YOUR OBJECTIVE ::
Quote the whole listing exactly. Leave the pictures out of your copy.

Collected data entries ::
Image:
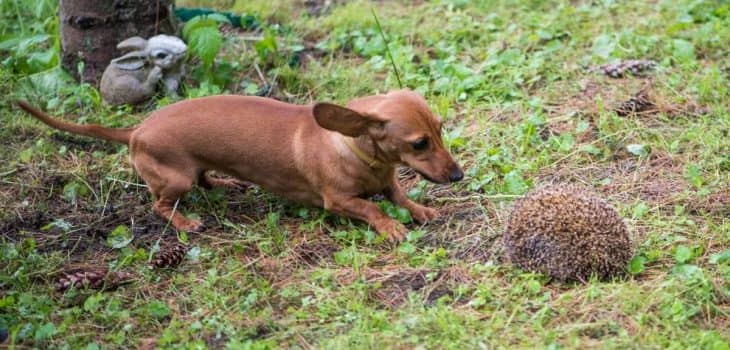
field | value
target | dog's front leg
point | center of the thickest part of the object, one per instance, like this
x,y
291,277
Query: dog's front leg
x,y
367,211
398,196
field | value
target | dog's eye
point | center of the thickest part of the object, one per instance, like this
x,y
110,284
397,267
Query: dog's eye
x,y
420,145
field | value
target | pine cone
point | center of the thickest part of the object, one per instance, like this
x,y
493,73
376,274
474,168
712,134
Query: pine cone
x,y
170,257
94,279
621,68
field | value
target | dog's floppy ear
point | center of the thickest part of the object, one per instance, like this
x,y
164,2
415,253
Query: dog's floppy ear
x,y
344,120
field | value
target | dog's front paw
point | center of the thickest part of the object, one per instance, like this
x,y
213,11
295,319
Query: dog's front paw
x,y
395,231
424,214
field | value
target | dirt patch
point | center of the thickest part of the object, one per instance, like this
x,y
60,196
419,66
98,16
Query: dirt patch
x,y
625,96
657,180
392,284
715,203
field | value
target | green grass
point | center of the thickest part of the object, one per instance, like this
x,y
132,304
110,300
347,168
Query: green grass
x,y
523,108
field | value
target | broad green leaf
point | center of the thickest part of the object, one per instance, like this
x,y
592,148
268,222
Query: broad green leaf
x,y
45,331
514,183
683,50
197,23
721,257
636,265
26,155
205,43
683,254
640,150
158,309
603,46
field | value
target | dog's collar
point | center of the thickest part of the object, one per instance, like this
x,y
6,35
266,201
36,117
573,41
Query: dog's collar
x,y
369,160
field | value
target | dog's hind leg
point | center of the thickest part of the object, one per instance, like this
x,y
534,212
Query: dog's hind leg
x,y
208,181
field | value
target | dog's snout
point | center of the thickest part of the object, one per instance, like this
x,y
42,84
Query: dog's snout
x,y
456,175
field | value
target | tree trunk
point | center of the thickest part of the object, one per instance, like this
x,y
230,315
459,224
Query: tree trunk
x,y
91,29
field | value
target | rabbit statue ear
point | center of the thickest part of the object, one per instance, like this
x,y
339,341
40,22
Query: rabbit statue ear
x,y
133,43
132,61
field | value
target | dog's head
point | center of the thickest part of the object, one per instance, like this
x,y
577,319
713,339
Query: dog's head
x,y
402,125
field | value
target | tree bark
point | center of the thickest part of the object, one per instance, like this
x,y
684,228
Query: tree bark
x,y
91,29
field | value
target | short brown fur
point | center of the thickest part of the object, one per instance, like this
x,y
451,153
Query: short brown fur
x,y
300,152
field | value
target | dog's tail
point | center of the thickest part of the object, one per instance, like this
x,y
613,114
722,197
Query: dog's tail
x,y
97,131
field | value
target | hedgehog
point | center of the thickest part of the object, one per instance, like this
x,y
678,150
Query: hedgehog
x,y
568,233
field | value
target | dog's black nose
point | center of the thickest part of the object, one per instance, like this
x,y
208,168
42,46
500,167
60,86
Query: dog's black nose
x,y
456,175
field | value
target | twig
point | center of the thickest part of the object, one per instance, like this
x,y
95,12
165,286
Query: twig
x,y
387,49
479,196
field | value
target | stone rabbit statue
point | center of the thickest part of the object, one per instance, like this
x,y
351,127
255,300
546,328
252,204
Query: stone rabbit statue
x,y
133,77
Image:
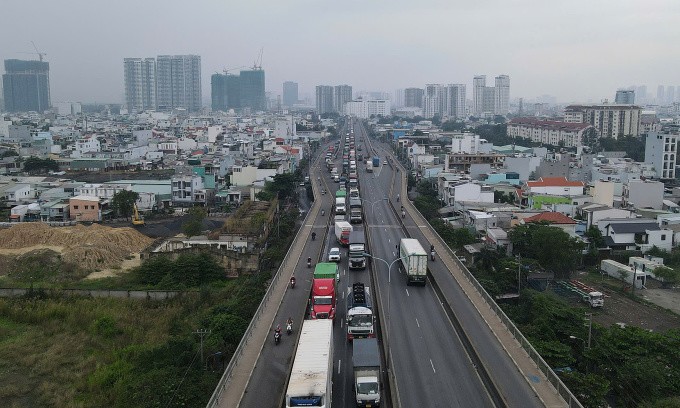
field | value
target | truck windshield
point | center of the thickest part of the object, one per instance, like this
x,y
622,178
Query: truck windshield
x,y
360,321
367,388
322,300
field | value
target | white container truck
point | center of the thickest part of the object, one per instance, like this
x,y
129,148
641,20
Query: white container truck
x,y
413,261
623,272
366,362
310,378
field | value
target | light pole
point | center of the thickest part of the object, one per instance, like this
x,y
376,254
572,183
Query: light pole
x,y
374,203
389,291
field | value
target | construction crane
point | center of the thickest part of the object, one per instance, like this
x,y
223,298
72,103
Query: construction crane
x,y
136,218
258,62
40,54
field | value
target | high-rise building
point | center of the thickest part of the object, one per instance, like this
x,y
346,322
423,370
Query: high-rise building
x,y
178,82
625,97
413,97
454,101
252,89
491,100
478,86
140,83
290,93
502,95
433,100
660,99
661,150
26,86
324,99
341,95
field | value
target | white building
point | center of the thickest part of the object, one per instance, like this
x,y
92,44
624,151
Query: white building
x,y
661,152
549,132
610,120
469,143
365,108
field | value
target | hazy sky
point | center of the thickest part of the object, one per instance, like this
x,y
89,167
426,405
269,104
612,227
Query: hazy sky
x,y
577,50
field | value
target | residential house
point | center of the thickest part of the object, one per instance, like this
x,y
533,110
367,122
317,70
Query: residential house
x,y
85,208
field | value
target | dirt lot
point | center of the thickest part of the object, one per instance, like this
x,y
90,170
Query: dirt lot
x,y
619,308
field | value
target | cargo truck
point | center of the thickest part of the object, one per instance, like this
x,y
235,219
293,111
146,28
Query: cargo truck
x,y
413,261
366,362
342,232
340,205
322,299
359,313
357,249
624,272
310,379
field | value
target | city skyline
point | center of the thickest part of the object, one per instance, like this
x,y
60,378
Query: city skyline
x,y
540,58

WORKED ANSWER ::
Image:
field | value
target | dog's front leg
point | center of the thickest part of the object, one per instance, like this
x,y
291,277
Query: dog's front leg
x,y
367,211
398,196
field | value
target | dog's eye
point | center of the thickest part of the object, one per instance, like this
x,y
110,284
397,267
Query: dog's eye
x,y
420,145
field | value
target | pine cone
point | center of the thickest part of the object, one per instance, like this
x,y
493,73
376,274
474,168
712,134
Query: pine cone
x,y
170,257
94,279
621,68
field | value
target | dog's floppy ear
point | center of the thickest part of the object, one per instance, like this
x,y
164,2
415,253
Query: dog's floppy ear
x,y
344,120
field | value
target | dog's front paw
point | center of the thickest part of the object, one per instance, like this
x,y
213,11
295,319
Query: dog's front paw
x,y
395,231
424,214
field | value
target | dirt patch
point | center of the thickest part of the object, one per instance, like this
x,y
60,196
419,66
98,16
Query: dirt patch
x,y
625,96
657,180
392,284
715,203
field | value
target | green grass
point | center of the thickest part of the object, one per instance, like this
x,y
132,304
110,300
347,168
Query: green grass
x,y
523,108
field | value
target | broad green leaf
point | center of the thickest part of the object, one per instance, like this
x,y
592,148
268,222
Query: broad green leaf
x,y
45,331
514,183
683,50
197,23
721,257
636,265
26,155
205,43
683,254
640,150
158,309
603,46
field | value
target | dog's collar
point | center of the thickest part of the object, one per instance, like this
x,y
6,35
266,201
36,117
573,41
Query: dog's collar
x,y
369,160
field | value
target | dog's hind leg
point | center of the thickest part of the object, one per instance, like this
x,y
534,212
Query: dog's hind leg
x,y
208,181
field | value
target | dog's snout
point | center of the thickest part of the object, one per instance, like this
x,y
42,84
Query: dog's snout
x,y
456,175
field | value
target | tree trunk
point | center of the thickest part of the object, one per instance, like this
x,y
230,315
459,224
Query: tree trunk
x,y
91,29
field | value
target | rabbit statue ear
point | center of the thickest part of the object, one per instance, like this
x,y
339,341
40,22
Query: rabbit statue ear
x,y
133,43
132,61
field | value
target | dog's head
point | center of the thickest part of the object, one per instance, like this
x,y
577,319
713,339
Query: dog's head
x,y
402,125
field | value
target | tree bark
point | center of the thickest part of the object, one per instance, like this
x,y
684,228
Query: tree bark
x,y
91,29
field | value
target | short brown fur
point | center of the thickest part of the object, one per instance, like this
x,y
451,153
Query: short brown fur
x,y
300,152
field | value
target | dog's tail
point | center of the thickest part of the object, one per instance, like this
x,y
613,114
722,197
Query: dog's tail
x,y
97,131
field | value
target | hedgehog
point | center of the thickest part of the object, one per instance, like this
x,y
678,150
Query: hedgehog
x,y
568,233
field | value
target | dog's black nose
point | center of the thickest part of the object, one per instance, like this
x,y
208,168
42,46
500,167
60,86
Query: dog's black nose
x,y
456,175
field | value
target | twig
point | center of the thickest part of the object, one per instance, like this
x,y
95,12
165,286
Query: twig
x,y
387,49
479,196
field | value
target | stone rabbit statue
point | center of the thickest part of the object, one per instance, like this
x,y
351,127
255,300
546,328
252,204
Query: stone rabbit statue
x,y
133,77
Image:
field | value
target | truck windshield
point | center of the thickest part of the object, one per instance, like this
x,y
622,178
Query: truck windshield
x,y
360,321
367,388
322,300
field | value
target | white container truck
point | center of the thickest part of the object, one per instance, like this
x,y
129,148
641,20
Query: white container truck
x,y
413,261
623,272
366,362
310,378
field | value
target | light pole
point | center of the thickest part of the object, one per instance, like this
x,y
376,254
572,183
Query: light pole
x,y
374,203
389,291
field | value
target | construction crane
point | center of the thickest part of the object, one per instance, like this
x,y
223,298
72,103
Query: construction crane
x,y
136,218
258,62
40,54
field | value
target | high-rise building
point | center of the thickest part of the object, one per instance, like this
x,y
346,322
423,370
Query: high-rise building
x,y
178,82
625,97
413,97
454,101
252,89
491,100
478,86
140,83
290,93
502,95
433,100
660,99
661,150
26,86
324,99
341,95
field | value
target | white building
point | center of the thickest part of the object, one per instance, like this
x,y
92,44
624,151
Query: white building
x,y
661,152
549,132
610,120
469,143
365,108
field | value
target | hazy sky
point | center of the thickest part of the object, one per instance, like this
x,y
89,167
426,405
269,104
612,227
Query: hazy sky
x,y
577,50
field | value
target | residential house
point | center of the thickest part of the object, one per instance, like this
x,y
533,110
367,122
317,70
Query: residential house
x,y
85,208
field | value
target | dirt lot
point | center of the thickest part of the object, one per instance, like this
x,y
90,170
Query: dirt lot
x,y
619,308
field | value
target | cargo truck
point | center of the thickest part of the object, one per instance, like this
x,y
235,219
293,111
146,28
Query: cargo truck
x,y
413,261
366,362
342,232
340,205
322,299
359,313
357,249
624,272
310,379
field | value
target | city skyline
point | center of the thickest part of the object, one per instance, like this
x,y
60,378
Query: city skyline
x,y
540,58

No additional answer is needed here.